(Referring expression pointing data)
========================================================================

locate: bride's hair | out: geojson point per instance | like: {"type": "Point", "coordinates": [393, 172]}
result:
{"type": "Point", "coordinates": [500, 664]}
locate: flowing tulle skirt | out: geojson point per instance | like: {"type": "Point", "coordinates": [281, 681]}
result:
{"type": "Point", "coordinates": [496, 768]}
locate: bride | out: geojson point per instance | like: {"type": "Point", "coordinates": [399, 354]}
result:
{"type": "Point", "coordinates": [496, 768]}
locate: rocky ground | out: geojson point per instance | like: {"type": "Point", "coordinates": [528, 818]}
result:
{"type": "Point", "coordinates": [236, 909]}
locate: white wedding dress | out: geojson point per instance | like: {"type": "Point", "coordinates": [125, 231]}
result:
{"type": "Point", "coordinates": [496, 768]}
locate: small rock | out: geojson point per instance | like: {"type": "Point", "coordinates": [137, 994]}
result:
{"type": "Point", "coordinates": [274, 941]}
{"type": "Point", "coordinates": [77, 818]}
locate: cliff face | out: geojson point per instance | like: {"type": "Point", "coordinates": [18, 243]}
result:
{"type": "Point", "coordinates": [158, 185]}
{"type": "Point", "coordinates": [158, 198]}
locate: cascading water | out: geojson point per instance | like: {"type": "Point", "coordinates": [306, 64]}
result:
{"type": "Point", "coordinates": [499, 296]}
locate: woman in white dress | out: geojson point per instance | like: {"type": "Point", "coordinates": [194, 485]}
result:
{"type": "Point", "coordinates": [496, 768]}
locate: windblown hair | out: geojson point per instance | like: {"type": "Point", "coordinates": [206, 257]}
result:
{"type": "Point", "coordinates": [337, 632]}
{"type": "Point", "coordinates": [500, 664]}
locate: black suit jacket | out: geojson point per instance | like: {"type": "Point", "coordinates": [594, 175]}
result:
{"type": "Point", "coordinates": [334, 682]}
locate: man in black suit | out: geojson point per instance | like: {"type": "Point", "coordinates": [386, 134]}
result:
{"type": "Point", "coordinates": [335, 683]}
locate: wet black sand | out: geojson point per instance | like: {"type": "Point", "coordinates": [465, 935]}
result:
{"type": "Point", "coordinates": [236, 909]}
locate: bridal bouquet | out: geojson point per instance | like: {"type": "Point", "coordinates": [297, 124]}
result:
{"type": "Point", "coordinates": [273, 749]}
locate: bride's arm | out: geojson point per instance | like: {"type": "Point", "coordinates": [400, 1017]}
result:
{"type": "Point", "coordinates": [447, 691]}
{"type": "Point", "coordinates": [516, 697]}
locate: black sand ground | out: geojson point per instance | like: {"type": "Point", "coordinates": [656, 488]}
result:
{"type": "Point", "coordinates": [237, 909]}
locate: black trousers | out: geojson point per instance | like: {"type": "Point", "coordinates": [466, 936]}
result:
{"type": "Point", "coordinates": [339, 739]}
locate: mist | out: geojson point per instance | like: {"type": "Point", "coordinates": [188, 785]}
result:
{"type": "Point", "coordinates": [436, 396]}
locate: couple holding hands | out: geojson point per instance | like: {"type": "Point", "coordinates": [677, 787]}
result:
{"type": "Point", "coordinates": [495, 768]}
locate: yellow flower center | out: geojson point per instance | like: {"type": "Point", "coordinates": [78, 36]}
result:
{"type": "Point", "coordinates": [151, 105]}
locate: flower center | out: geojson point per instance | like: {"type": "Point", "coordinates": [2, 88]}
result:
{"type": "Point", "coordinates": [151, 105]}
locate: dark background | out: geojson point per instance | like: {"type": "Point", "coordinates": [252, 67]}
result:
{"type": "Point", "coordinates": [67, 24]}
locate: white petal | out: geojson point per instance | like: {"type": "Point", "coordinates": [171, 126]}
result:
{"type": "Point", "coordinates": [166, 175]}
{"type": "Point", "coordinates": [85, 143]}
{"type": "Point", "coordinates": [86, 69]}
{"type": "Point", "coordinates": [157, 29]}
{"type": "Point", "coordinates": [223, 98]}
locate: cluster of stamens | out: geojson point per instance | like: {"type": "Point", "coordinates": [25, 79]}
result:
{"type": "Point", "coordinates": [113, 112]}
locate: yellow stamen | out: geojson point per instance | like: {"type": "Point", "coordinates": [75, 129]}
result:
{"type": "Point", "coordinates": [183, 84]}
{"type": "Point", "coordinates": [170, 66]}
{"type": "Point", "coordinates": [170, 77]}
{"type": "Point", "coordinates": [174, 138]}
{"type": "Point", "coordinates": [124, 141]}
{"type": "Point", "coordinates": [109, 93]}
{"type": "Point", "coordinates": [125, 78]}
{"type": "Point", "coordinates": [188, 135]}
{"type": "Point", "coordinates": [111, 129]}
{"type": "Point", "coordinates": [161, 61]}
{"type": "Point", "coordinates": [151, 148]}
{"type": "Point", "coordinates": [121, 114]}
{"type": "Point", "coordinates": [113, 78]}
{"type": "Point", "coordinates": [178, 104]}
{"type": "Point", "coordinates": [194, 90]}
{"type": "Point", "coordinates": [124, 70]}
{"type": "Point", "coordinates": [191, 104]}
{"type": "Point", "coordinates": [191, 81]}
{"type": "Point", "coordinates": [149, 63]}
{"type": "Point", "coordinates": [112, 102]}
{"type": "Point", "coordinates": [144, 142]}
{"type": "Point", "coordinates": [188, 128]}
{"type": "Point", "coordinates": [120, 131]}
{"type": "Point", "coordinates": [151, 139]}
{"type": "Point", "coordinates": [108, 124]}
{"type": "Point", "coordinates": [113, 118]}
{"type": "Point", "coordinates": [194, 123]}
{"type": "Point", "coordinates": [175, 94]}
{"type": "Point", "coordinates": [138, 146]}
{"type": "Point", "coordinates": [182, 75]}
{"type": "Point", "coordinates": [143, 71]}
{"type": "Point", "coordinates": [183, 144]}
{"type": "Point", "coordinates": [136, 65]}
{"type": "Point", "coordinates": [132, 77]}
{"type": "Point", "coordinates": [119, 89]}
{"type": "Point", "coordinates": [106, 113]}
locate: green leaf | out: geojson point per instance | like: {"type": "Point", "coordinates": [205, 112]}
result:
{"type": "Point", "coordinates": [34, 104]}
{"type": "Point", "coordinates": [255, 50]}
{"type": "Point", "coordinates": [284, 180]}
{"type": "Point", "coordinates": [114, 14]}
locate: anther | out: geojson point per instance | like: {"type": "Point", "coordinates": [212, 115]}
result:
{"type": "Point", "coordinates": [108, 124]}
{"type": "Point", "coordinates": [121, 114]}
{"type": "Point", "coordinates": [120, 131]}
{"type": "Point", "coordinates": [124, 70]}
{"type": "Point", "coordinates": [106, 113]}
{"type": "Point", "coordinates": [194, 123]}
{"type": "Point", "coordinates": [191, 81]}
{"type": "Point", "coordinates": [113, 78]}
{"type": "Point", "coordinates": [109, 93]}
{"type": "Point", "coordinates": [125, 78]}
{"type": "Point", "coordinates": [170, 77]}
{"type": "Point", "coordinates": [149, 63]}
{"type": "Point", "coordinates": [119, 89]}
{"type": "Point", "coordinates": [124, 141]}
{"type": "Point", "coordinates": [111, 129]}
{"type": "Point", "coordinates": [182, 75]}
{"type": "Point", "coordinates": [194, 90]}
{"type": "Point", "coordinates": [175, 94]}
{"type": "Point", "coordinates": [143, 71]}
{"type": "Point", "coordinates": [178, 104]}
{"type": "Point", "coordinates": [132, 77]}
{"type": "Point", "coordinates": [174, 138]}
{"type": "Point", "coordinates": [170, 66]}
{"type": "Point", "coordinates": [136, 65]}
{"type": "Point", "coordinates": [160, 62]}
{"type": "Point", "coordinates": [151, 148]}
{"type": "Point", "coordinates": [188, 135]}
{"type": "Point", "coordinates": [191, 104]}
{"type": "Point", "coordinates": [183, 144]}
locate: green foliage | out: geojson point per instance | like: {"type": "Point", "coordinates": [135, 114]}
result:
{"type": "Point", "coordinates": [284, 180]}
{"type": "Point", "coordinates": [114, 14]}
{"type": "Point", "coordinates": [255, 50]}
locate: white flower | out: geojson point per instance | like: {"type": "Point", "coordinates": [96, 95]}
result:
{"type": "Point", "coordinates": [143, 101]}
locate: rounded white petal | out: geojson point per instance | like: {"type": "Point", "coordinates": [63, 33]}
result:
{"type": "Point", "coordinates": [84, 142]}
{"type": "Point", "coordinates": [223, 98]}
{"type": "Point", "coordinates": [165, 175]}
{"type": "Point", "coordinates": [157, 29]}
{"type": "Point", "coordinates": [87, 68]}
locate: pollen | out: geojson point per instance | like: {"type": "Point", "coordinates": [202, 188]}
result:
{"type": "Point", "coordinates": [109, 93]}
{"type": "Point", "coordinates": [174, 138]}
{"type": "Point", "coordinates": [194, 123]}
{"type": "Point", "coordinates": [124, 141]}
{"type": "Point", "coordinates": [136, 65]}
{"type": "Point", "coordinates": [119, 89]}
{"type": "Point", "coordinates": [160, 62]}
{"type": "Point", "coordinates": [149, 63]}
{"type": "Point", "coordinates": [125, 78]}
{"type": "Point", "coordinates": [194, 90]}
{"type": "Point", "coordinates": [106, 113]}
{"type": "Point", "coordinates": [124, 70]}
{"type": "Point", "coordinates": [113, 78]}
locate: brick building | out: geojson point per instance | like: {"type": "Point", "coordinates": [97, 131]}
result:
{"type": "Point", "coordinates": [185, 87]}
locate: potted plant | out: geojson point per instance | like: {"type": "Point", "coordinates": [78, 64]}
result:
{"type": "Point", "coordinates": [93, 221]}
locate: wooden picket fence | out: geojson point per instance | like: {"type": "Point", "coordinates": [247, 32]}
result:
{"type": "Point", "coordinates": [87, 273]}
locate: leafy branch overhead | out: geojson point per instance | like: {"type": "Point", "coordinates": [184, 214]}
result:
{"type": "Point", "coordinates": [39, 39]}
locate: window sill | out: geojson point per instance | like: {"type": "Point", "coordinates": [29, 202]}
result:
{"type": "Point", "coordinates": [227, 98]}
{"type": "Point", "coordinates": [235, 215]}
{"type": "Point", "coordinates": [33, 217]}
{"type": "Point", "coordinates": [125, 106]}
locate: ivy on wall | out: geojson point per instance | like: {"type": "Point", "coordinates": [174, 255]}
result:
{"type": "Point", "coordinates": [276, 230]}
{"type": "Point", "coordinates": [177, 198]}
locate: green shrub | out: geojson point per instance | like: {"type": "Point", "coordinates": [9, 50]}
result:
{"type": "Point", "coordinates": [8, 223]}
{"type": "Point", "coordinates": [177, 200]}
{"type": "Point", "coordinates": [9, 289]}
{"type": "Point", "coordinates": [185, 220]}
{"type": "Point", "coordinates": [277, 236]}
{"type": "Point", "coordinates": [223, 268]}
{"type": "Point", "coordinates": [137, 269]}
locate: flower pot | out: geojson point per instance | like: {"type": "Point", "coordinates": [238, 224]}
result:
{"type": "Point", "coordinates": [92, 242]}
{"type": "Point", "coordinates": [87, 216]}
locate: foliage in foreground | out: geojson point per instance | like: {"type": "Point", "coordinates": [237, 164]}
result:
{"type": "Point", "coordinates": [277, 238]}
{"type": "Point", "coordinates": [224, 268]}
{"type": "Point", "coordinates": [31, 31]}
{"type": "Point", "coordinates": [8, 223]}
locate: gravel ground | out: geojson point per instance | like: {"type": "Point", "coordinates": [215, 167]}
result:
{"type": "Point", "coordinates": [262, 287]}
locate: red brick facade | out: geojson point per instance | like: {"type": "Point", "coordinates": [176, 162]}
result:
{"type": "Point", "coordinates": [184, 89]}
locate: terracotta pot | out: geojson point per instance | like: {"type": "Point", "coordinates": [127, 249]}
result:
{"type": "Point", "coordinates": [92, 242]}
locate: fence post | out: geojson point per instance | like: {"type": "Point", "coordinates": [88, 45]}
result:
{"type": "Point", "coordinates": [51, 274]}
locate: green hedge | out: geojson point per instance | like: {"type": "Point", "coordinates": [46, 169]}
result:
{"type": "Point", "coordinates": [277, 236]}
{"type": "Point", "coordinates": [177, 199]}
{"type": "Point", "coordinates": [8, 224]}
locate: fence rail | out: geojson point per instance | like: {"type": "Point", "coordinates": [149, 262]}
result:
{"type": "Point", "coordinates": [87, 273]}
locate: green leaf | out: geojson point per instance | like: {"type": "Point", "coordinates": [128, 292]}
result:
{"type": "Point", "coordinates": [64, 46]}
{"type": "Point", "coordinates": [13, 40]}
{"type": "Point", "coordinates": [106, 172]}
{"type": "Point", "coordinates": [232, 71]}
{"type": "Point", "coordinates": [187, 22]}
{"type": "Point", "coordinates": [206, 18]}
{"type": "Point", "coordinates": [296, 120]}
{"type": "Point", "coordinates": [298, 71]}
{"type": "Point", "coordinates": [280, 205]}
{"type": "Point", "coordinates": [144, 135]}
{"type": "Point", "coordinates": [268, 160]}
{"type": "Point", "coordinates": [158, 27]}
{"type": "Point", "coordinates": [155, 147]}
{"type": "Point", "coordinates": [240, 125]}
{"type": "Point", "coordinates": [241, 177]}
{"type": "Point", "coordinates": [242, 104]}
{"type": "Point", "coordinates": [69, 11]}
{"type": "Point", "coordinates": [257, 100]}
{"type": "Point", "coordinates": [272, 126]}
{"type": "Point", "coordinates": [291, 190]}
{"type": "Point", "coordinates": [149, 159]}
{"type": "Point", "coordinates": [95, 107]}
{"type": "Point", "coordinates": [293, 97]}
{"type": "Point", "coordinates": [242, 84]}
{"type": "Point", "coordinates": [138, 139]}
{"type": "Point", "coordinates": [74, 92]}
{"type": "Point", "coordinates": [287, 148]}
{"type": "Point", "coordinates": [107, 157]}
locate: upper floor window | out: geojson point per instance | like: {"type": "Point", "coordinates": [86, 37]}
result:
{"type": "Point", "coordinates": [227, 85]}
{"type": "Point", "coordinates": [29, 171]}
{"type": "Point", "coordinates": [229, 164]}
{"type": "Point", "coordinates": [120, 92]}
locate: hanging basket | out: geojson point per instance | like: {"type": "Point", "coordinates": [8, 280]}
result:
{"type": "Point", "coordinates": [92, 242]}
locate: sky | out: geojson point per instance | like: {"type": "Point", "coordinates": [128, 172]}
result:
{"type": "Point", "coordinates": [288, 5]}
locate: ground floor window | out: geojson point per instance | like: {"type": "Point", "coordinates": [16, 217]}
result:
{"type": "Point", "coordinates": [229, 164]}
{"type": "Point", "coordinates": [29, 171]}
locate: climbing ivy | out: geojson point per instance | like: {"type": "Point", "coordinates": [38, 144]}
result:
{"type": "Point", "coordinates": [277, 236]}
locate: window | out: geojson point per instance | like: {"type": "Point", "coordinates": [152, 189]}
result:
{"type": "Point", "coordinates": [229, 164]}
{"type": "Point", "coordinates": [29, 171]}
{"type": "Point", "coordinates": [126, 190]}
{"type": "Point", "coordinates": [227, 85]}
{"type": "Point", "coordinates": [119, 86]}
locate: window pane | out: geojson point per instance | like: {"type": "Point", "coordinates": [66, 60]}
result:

========================================================================

> [REQUIRED WORK]: Each line of the entries where the string "bride" occurs should be shown.

> [YOUR RESPONSE]:
locate: bride's hair | out: geojson point per instance | like: {"type": "Point", "coordinates": [393, 172]}
locate: bride | out: geojson point per instance | like: {"type": "Point", "coordinates": [399, 354]}
locate: bride's arm | out: geojson point per instance | like: {"type": "Point", "coordinates": [400, 1017]}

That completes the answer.